» What is expected
Go through the records below line by line. Count the lines with "each" and give the count alone.

» Records for the exercise

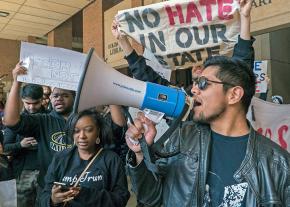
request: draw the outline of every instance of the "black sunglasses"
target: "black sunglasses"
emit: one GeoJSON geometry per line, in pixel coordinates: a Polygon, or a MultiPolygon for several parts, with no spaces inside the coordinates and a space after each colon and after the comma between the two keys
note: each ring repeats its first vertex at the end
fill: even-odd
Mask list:
{"type": "Polygon", "coordinates": [[[204,76],[201,76],[199,78],[194,78],[194,79],[192,79],[192,82],[193,82],[193,85],[197,85],[197,87],[200,90],[205,90],[207,88],[207,86],[209,85],[208,82],[224,84],[224,85],[229,85],[229,86],[233,86],[233,87],[235,86],[234,84],[227,83],[227,82],[208,80],[204,76]]]}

» Task response
2